== REQUEST ==
Please reproduce a passage from the function types text below word for word, beginning at the words "Function Types" and stopping after "interpreters to crash.".

== SELECTED TEXT ==
[BEGIN]
Programming Languages in Haskell

Support for EECS 662 at KU

Index
Blog
\[\newcommand\calc{\mathsf{calc}\;} \newcommand\parse{\mathsf{parse}\;} \newcommand\typeof{\mathsf{typeofM}\;} \newcommand\interp{\mathsf{interp}\;} \newcommand\eval{\mathsf{eval}\;} \newcommand\NUM{\mathsf{NUM}\;} \newcommand\ID{\mathsf{ID}\;} \newcommand\iif{\mathsf{if}\;} \newcommand\tthen{\;\mathsf{then}\;} \newcommand\eelse{\;\mathsf{else}\;} \newcommand\iisZero{\mathsf{isZero}\;} \newcommand\bbind{\mathsf{bind}\;} \newcommand\iin{\mathsf{in}\;} \newcommand\aand{\;\mathsf{\&\&}\;} \newcommand\lleq{\;\mathtt{<=}\;} \newcommand\ttrue{\;\mathsf{true}} \newcommand\ffalse{\;\mathsf{false}} \newcommand\tnum{\;\mathsf{TNum}} \newcommand\tbool{\;\mathsf{TBool}} \newcommand\llambda{\mathsf{lambda}\;} \newcommand\aapp{\mathsf{app}\;} \newcommand\tnum{\;\mathsf{TNum}} \newcommand\tbool{\;\mathsf{TBool}}\]

Function Types

In prior chapters we have defined an interpreter over a language with only numbers, added Booleans, and showed how to handle and avoid type errors. With functions, we don’t need to add Booleans to see the same problem emerge again. Consider the following expression:

bind inc = lambda x in x + 1 in
  (inc inc)

This expression simply applies inc to itself, something that made sense when we discussed untyped recursion. However, in this context trying to increment an increment function makes little sense. The value of inc is a lambda specifying an increment function over numbers. In the body of the bind, inc is applied to itself. There is of course nothing wrong with applying a function to itself, but in this case the body of inc attempts to add 1 to its argument. Adding 1 to a function is not defined and causes any of our interpreters to crash.
[END]
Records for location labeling
[BEGIN]
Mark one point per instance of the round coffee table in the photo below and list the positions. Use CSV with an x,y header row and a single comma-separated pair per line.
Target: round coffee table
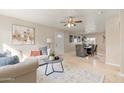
x,y
46,61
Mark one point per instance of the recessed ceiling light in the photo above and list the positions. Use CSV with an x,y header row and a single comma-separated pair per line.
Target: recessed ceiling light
x,y
99,12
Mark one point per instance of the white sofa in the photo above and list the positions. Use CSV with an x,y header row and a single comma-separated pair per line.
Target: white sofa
x,y
23,72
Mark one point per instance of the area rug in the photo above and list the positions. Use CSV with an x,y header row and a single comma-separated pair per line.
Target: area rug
x,y
70,76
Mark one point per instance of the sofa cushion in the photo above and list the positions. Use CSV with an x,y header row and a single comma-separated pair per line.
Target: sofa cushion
x,y
8,60
43,50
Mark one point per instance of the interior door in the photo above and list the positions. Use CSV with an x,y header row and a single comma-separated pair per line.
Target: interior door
x,y
59,43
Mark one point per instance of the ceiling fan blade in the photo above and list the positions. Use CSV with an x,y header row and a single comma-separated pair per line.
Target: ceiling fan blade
x,y
78,21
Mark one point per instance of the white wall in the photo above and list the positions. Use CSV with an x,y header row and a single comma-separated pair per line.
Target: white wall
x,y
41,34
113,49
99,41
122,40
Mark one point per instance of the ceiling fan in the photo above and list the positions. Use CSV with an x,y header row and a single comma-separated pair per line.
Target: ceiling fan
x,y
70,21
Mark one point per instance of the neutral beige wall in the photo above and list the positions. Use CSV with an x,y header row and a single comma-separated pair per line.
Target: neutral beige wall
x,y
41,34
113,50
99,41
122,40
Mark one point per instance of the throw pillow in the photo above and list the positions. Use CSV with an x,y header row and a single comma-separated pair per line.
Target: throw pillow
x,y
9,60
43,50
35,53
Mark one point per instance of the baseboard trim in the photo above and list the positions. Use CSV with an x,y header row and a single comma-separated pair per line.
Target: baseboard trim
x,y
116,65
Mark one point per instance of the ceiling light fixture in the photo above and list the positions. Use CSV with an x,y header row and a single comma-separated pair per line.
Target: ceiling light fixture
x,y
71,22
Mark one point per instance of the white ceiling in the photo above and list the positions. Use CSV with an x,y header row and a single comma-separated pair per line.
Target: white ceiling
x,y
92,20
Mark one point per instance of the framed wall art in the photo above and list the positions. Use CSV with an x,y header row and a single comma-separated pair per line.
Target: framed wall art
x,y
23,35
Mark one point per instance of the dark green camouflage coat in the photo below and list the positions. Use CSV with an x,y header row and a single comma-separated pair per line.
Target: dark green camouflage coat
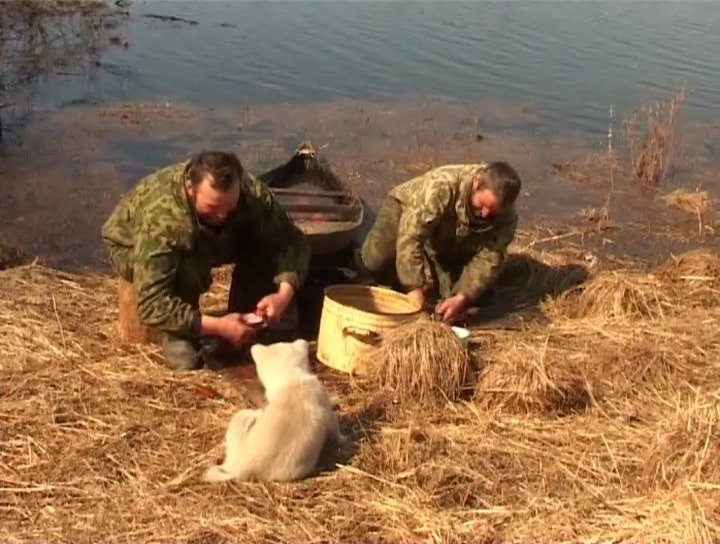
x,y
155,241
437,218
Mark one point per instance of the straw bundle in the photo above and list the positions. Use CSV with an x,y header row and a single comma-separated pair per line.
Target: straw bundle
x,y
522,380
693,268
422,362
689,201
687,444
102,439
613,295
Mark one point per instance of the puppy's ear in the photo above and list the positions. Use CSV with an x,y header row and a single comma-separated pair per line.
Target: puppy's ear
x,y
258,352
300,346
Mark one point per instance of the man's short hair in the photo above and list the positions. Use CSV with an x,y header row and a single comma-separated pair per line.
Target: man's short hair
x,y
503,180
224,167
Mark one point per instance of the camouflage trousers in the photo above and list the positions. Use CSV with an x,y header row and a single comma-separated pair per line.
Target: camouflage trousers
x,y
378,255
248,285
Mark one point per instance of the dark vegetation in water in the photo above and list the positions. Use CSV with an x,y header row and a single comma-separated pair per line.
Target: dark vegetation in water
x,y
41,38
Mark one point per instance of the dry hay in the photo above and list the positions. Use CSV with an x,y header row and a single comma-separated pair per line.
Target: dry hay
x,y
687,442
422,362
102,442
690,201
699,266
612,295
523,379
652,136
[END]
== RESPONSE TO THIS EXERCISE ==
Function Types

In prior chapters we have defined an interpreter over a language with only numbers, added Booleans, and showed how to handle and avoid type errors. With functions, we don’t need to add Booleans to see the same problem emerge again. Consider the following expression:

bind inc = lambda x in x + 1 in
  (inc inc)

This expression simply applies inc to itself, something that made sense when we discussed untyped recursion. However, in this context trying to increment an increment function makes little sense. The value of inc is a lambda specifying an increment function over numbers. In the body of the bind, inc is applied to itself. There is of course nothing wrong with applying a function to itself, but in this case the body of inc attempts to add 1 to its argument. Adding 1 to a function is not defined and causes any of our interpreters to crash.